### Provided information ###

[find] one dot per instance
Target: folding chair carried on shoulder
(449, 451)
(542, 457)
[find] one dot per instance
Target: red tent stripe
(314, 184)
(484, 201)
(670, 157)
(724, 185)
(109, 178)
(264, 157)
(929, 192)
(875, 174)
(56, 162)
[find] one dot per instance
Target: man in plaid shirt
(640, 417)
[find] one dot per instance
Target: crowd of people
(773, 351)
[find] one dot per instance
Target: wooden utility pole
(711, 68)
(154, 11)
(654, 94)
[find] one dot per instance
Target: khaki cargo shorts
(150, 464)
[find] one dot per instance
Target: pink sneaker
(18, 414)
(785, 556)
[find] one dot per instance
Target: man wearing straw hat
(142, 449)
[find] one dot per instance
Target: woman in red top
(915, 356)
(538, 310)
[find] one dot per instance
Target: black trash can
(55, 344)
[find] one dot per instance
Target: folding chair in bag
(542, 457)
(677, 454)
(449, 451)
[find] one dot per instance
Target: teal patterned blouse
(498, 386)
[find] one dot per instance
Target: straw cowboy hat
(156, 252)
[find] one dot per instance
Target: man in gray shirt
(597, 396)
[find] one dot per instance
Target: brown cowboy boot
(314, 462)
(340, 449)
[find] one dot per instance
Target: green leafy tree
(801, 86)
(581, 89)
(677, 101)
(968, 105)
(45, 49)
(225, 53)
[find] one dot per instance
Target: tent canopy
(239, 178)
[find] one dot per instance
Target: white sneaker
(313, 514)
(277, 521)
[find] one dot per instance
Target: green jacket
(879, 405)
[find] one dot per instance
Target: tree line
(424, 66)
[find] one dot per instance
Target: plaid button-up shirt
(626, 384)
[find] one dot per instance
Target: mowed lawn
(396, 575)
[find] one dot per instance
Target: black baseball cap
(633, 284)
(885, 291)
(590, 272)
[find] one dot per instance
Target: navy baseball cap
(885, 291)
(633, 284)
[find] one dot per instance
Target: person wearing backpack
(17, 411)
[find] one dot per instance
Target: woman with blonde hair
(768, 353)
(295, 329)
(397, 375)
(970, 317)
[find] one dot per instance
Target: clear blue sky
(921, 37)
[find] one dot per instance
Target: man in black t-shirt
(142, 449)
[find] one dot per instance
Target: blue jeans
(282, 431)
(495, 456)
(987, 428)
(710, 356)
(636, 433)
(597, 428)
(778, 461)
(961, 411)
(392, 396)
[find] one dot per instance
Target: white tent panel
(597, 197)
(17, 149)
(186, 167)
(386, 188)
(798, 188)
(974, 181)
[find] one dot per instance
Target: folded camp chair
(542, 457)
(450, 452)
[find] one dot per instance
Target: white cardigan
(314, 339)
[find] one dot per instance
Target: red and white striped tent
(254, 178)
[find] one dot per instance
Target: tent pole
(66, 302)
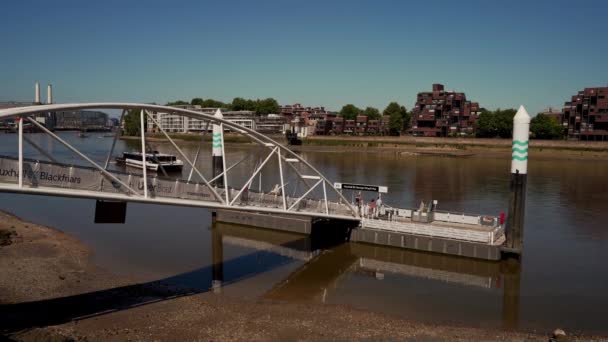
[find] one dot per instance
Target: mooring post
(217, 255)
(519, 172)
(217, 150)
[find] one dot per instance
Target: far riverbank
(408, 146)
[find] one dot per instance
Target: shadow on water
(20, 316)
(327, 259)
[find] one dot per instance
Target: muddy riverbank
(51, 290)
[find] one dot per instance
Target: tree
(197, 101)
(349, 112)
(267, 106)
(372, 113)
(545, 127)
(132, 122)
(394, 109)
(239, 103)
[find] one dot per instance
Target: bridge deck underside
(46, 178)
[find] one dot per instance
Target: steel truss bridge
(296, 187)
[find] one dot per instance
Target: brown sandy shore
(50, 290)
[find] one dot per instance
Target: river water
(562, 280)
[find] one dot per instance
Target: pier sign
(361, 187)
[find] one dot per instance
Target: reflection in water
(319, 278)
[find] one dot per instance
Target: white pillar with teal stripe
(521, 135)
(217, 148)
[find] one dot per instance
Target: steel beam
(73, 149)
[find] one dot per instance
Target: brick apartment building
(586, 115)
(440, 113)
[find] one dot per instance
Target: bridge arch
(261, 139)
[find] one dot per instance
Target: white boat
(154, 161)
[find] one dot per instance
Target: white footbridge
(295, 188)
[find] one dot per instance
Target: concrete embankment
(50, 290)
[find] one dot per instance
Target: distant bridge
(306, 194)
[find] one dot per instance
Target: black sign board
(361, 187)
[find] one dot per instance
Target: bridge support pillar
(217, 152)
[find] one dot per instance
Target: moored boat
(154, 161)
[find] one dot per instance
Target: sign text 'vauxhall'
(361, 187)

###

Set down the complete material exactly, but do not include the images.

## Written response:
[find] one dot per instance
Target: folding chair carried on shoulder
(449, 451)
(542, 457)
[find] one dot per instance
Target: red tent stripe
(314, 184)
(484, 201)
(670, 157)
(724, 185)
(109, 178)
(264, 157)
(929, 192)
(875, 174)
(56, 162)
[find] one dot per instance
Target: man in plaid shirt
(640, 417)
[find] one dot per instance
Target: crowd of people
(773, 351)
[find] one dot per instance
Target: wooden utility pole
(711, 68)
(154, 11)
(654, 94)
[find] one dot per instance
Target: khaki cargo shorts
(150, 464)
[find] one dot per instance
Target: pink sneaker
(18, 414)
(785, 556)
[find] one dot per instance
Target: man wearing straw hat
(142, 449)
[find] one dot per instance
Target: woman in red top
(915, 356)
(538, 310)
[find] one dot per instance
Target: black trash can
(55, 344)
[find] one dot per instance
Target: folding chair in bag
(542, 457)
(677, 454)
(449, 451)
[find] one dot per instance
Target: teal patterned blouse
(498, 386)
[find] one dot per instance
Target: straw cowboy hat
(156, 252)
[find] one dot per instance
Target: man in gray shirt
(597, 396)
[find] one dot per instance
Target: brown cowboy boot
(314, 462)
(340, 449)
[find] one dot per instance
Target: green leafy tree
(801, 86)
(581, 89)
(677, 101)
(968, 105)
(45, 49)
(225, 53)
[find] one dot per instance
Target: tent canopy
(239, 178)
[find] one dot per instance
Target: white sneaker
(313, 514)
(277, 521)
[find] one dot per instance
Target: green jacket
(879, 405)
[find] one dot per instance
Target: tree line
(424, 66)
[find] one dot per instance
Target: plaid button-up shirt
(626, 384)
[find] one dot per instance
Target: mowed lawn
(396, 575)
[find] one dot per instance
Target: black baseball cap
(633, 284)
(885, 291)
(590, 272)
[find] one dot per instance
Target: navy baseball cap
(885, 291)
(633, 284)
[find] one dot per instance
Target: person wearing backpack
(17, 411)
[find] one dot per instance
Target: woman with blonde hair
(768, 353)
(295, 329)
(397, 375)
(970, 317)
[find] one dot per instance
Target: clear blue sky
(921, 37)
[find] one dot per instance
Target: man in black t-shirt
(142, 449)
[find] one dot per instance
Target: blue jeans
(282, 431)
(495, 456)
(987, 428)
(710, 356)
(636, 433)
(597, 428)
(778, 461)
(961, 411)
(392, 396)
[find] one dot per instance
Target: white tent panel
(597, 197)
(17, 149)
(186, 167)
(386, 188)
(798, 188)
(974, 181)
[find] one dot per instance
Target: folded camp chair
(542, 457)
(450, 452)
[find] one dot per instance
Target: white cardigan
(314, 339)
[find] one dot per instance
Target: red and white striped tent
(254, 178)
[find] one dot per instance
Target: tent pole
(66, 302)
[find] one dot per instance
Target: mooring post
(217, 255)
(519, 172)
(217, 150)
[find] one dot per instance
Target: far riverbank
(408, 146)
[find] one dot per instance
Target: shadow on water
(20, 316)
(327, 259)
[find] one dot per instance
Target: muddy riverbank
(51, 290)
[find] one dot per instance
Target: tree
(197, 101)
(349, 112)
(267, 106)
(372, 113)
(545, 127)
(132, 122)
(394, 109)
(239, 103)
[find] one dot per instance
Target: bridge deck underside
(46, 178)
[find] one dot per instance
Target: steel truss bridge
(296, 187)
[find] one dot per instance
Target: brown sandy shore
(50, 290)
[find] one dot per instance
Target: river water
(562, 280)
[find] one dot per instance
Target: pier sign
(361, 187)
[find] one dot per instance
Target: reflection in water
(319, 278)
[find] one dot per instance
Target: white pillar with teal stripe
(521, 135)
(217, 148)
[find] one dot per instance
Target: steel beam
(73, 149)
[find] one dot per instance
Target: brick apartment building
(586, 115)
(440, 113)
[find] one dot per instance
Target: bridge arch
(261, 139)
[find] one dot per instance
Target: white boat
(154, 161)
[find] one dot per instance
Target: white footbridge
(295, 188)
[find] one dot per instance
Target: concrete embankment
(50, 290)
[find] one dot per instance
Target: distant bridge
(306, 194)
[find] one dot per instance
Target: black sign board
(361, 187)
[find] one dot per instance
Target: bridge support pillar
(217, 152)
[find] one dot per instance
Target: moored boat
(154, 161)
[find] one dot per instance
Target: sign text 'vauxhall'
(361, 187)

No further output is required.